O que fazer:
Retome a reportagem sobre a Berlim dividida e o show de David Bowie, continuando-a logo após a última frase apresentada.

Os contrastes de uma Berlim dividida

Jari Mauricio da Rocha, escritor e professor leopoldense, transitou entre os lados Oriental e Ocidental do muro entre 1986 e 1988

Publicado em: 09.11.2019 às 05:00

No dia 17 de junho de 1987, o roqueiro David Bowie desembarcava em Berlim para um show que entraria para a história. Realizado do lado Ocidental do muro, centenas de fiéis seguidores também se aglomeraram do outro lado. Admirador confesso do camaleão, o escritor, professor e agente cultural de São Leopoldo, Jari Mauricio da Rocha, foi uma das 60 mil pessoas que se reuniram em frente ao Reichstag para prestigiar a icônica apresentação. A experiência rendeu uma crônica assinada por Jari, intitulada "O Camaleão", que compõe o livro publicado pela Carta Editora, em 2013. "Milhares de jovens se apinhavam naquele campo e cantavam com seu ídolo. Quando a música parou, começou-se a ouvir um ruído que parecia algum tipo de protesto. A gritaria, no entanto, vinha do outro lado do muro, que ficava imediatamente atrás do Reichstag. No lado oriental, outra multidão ouvia Bowie, mas não presenciava sua performance no palco. Aos gritos de 'nós também queremos ver', pessoas eram contidas pelos soldados soviéticos que não hesitaram em usar a força para dissipar os fãs, que, espantosamente, não se intimidaram. Ninguém podia impedi-los de ouvir. Percebendo isso, Bowie virou-se para o muro e falou antes de iniciar a próxima música: 'This is for You'. Modern Love uniu os dois povos pela primeira vez em vinte e seis anos."

Trechos do conjunto:
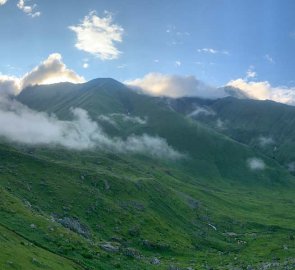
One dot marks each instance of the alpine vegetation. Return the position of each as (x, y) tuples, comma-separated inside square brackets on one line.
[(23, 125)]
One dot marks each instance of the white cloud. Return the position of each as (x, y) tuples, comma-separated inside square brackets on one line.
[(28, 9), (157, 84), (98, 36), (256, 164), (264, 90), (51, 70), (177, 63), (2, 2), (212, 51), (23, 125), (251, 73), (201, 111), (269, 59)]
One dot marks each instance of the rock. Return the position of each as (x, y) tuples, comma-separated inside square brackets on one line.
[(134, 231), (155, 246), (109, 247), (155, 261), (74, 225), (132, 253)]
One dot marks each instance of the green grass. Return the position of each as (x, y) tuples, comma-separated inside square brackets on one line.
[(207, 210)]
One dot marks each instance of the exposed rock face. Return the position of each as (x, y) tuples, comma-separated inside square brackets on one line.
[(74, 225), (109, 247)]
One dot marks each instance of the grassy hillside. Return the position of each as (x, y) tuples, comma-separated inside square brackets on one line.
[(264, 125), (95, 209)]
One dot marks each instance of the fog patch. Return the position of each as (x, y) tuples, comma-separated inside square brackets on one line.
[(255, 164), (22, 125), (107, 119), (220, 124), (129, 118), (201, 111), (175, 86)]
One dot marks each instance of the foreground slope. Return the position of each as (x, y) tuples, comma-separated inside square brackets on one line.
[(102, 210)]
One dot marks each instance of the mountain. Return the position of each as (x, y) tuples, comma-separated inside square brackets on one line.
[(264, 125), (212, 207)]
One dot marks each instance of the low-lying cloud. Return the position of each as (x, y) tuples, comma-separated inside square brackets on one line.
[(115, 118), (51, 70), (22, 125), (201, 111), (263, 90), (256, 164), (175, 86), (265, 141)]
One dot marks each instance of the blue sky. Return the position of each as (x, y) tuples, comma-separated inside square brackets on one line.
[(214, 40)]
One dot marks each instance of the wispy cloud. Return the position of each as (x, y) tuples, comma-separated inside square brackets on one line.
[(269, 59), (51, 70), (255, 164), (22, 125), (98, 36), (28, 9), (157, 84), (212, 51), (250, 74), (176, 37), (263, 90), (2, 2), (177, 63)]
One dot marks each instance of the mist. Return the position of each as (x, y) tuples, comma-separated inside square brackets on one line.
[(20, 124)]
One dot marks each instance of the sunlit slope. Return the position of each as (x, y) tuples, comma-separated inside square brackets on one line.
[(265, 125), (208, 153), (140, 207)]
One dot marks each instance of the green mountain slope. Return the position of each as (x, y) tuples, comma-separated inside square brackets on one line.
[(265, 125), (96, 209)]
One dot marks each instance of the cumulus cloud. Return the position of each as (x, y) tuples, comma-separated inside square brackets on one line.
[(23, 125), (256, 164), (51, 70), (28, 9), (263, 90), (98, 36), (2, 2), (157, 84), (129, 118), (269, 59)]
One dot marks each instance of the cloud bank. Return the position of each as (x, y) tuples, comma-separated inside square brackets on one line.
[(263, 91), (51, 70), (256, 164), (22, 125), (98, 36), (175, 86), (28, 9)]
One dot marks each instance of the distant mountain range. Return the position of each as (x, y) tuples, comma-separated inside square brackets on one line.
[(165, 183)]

* * *

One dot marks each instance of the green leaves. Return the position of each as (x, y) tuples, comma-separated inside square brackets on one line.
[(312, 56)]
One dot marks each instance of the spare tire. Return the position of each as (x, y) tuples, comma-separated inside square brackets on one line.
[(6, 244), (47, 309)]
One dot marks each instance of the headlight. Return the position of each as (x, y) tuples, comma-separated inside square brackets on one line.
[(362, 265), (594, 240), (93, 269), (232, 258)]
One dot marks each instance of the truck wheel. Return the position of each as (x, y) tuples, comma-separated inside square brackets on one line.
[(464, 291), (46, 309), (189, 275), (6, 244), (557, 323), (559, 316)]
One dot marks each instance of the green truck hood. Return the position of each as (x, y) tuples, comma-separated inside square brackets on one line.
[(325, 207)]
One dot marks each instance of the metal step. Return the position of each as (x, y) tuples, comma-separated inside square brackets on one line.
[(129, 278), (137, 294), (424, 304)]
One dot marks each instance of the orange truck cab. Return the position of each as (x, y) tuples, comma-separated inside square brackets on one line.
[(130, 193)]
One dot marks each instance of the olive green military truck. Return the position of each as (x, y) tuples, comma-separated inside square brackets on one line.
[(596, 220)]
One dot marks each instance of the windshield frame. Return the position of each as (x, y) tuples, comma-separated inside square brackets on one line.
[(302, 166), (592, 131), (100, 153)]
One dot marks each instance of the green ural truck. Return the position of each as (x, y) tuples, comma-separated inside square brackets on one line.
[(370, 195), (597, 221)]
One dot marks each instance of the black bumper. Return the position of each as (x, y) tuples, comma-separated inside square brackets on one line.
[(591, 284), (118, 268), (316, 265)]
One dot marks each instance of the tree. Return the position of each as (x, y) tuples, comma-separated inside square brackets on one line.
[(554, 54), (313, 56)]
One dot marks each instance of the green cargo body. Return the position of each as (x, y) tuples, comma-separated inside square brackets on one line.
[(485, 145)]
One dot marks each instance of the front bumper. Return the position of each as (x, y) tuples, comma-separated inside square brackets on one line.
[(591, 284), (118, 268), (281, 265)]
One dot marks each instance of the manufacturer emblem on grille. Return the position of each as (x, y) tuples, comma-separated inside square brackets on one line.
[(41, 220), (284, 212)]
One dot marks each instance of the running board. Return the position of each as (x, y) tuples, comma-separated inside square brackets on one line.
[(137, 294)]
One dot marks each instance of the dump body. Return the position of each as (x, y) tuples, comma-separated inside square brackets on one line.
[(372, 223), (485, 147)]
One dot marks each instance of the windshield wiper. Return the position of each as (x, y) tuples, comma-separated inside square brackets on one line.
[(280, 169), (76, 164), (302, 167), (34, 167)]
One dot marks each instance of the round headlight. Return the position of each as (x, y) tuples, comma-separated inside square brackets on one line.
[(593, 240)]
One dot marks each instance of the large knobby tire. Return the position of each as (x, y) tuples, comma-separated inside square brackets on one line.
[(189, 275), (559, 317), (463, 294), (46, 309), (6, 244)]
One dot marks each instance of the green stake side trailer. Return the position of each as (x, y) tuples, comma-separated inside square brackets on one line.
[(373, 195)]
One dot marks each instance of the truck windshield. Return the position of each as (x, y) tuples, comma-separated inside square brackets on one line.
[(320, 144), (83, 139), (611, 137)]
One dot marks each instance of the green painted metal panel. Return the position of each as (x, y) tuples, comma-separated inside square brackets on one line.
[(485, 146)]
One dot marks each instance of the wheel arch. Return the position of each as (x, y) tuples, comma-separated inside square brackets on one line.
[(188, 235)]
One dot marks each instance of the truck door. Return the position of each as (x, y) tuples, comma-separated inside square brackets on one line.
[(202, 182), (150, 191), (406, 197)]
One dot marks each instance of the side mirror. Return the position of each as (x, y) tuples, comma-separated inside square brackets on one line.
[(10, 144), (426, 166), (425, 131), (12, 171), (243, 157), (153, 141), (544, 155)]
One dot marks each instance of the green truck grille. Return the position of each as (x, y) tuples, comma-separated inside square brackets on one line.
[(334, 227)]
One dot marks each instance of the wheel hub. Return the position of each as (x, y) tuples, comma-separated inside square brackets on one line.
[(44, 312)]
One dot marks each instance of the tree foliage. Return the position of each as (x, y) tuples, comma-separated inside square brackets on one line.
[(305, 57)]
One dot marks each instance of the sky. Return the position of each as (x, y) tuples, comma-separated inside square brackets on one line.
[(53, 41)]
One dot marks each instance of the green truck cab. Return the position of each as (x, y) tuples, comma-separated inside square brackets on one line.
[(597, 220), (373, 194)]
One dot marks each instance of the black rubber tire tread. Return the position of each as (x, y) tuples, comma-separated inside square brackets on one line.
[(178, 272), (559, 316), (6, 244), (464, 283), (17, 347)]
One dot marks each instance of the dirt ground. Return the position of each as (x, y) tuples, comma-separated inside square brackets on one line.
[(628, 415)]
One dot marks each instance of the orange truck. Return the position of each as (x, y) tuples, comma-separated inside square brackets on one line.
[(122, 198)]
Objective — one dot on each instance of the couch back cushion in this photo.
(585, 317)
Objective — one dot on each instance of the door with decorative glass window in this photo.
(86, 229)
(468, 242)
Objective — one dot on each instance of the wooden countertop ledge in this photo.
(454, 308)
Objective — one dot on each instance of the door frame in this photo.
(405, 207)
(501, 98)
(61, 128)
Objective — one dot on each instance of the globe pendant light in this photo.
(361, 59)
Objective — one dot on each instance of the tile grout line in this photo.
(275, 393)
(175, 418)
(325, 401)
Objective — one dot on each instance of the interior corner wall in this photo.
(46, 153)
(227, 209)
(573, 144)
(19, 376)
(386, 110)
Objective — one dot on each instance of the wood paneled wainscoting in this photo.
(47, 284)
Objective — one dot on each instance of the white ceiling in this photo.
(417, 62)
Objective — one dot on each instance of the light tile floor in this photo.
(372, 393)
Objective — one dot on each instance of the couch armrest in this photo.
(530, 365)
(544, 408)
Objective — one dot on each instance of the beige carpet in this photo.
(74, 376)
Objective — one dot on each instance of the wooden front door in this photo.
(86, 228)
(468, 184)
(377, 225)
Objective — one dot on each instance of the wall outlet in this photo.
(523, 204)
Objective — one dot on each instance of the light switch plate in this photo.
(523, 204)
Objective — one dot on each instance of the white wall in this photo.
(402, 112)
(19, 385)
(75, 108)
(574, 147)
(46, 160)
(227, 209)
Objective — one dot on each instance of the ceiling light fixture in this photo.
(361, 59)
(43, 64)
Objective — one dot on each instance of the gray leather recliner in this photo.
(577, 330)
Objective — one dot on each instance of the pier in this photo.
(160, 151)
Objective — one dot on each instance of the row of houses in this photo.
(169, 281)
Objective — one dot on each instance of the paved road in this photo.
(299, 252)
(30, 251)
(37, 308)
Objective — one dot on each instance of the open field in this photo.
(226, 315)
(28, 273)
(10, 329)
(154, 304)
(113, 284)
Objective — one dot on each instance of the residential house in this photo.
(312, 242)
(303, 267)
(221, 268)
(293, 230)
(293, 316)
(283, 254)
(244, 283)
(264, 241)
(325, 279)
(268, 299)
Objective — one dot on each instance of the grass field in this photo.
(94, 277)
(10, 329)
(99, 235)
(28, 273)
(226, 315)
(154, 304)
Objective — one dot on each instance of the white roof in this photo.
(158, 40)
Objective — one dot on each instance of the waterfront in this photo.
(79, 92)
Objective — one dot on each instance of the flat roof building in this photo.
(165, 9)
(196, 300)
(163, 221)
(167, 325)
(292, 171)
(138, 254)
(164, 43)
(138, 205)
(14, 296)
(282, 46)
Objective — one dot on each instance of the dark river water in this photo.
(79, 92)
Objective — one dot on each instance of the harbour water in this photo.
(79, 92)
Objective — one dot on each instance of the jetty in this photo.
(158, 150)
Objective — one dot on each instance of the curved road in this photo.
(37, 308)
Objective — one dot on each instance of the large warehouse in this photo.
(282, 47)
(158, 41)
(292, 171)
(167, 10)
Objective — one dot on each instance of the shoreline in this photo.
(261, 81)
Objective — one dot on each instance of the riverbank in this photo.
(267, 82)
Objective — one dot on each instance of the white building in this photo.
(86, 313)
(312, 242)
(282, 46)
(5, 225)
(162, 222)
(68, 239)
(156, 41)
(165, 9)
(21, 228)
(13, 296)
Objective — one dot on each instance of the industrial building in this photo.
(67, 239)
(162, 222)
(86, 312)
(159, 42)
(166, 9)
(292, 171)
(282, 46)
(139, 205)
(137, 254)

--

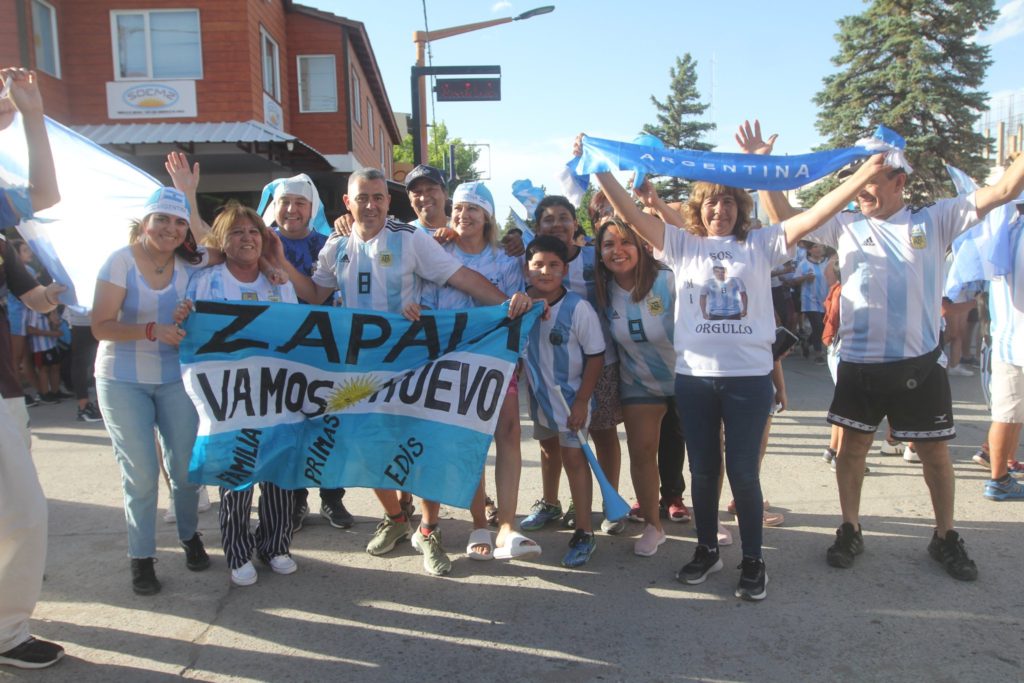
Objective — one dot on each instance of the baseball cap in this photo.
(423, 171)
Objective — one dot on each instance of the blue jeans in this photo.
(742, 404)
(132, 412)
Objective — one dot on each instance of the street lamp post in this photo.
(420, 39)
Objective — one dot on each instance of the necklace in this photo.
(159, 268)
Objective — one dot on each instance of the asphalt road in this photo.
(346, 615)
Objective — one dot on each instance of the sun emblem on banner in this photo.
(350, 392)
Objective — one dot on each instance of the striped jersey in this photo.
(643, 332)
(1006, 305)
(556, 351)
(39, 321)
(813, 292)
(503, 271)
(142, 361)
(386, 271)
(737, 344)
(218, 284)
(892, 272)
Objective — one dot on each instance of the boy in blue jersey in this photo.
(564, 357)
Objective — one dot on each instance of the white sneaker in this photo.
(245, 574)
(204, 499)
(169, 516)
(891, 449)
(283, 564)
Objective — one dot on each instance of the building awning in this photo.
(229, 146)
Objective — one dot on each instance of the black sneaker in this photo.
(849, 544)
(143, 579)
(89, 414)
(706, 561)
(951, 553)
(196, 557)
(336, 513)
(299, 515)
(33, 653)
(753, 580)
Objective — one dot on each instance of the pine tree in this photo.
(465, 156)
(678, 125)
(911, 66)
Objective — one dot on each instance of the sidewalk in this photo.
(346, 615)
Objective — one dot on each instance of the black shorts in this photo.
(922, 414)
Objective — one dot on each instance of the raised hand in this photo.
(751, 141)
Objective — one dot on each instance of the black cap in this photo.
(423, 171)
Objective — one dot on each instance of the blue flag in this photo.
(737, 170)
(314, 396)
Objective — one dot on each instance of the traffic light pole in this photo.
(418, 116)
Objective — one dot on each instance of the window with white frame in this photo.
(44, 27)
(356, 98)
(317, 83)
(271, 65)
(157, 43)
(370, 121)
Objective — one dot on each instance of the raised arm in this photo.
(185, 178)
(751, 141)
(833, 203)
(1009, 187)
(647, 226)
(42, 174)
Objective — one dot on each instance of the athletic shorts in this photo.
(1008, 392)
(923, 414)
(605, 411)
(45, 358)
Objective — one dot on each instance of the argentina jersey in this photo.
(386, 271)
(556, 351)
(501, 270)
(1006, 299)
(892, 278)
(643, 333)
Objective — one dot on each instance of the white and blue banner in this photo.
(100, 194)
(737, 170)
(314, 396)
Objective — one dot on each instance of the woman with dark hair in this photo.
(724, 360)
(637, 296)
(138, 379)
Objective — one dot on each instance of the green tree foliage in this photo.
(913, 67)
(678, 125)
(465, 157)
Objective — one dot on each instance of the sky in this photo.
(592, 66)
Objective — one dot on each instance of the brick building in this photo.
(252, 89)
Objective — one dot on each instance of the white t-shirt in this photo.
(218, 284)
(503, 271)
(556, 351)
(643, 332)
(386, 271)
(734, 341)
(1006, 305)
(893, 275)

Resposta:
O caminho até Berlim

Contraste. Esta é a palavra que define a Berlim de 1986, com a qual se deparou o escritor, professor e agente cultural de São Leopoldo, Jari Mauricio da Rocha, ao chegar na capital alemã, na época, ainda separada por um muro. "A imagem que eu tenho cristalizada logo que cheguei é muito emblemática: a Berlim Ocidental era colorida, e a Oriental era em preto e branco."

Sem perspectivas no Brasil e sem destino certo, aos 22 anos, Jari saiu do banco no qual trabalhava, em Novo Hamburgo, e decidiu se aventurar pela Europa. "Não tinha ninguém me esperando lá. Inclusive, precisei mentir para a minha mãe que uma família me acolheria. Na época, tudo era muito caro", lembra. O escritor viajou para Madrid somente com a passagem de ida, ficando duas semanas na capital espanhola. "Na sequência, peguei um trem e fiquei mais duas semanas em Paris e, de lá, parti para Berlim, onde decidi ficar."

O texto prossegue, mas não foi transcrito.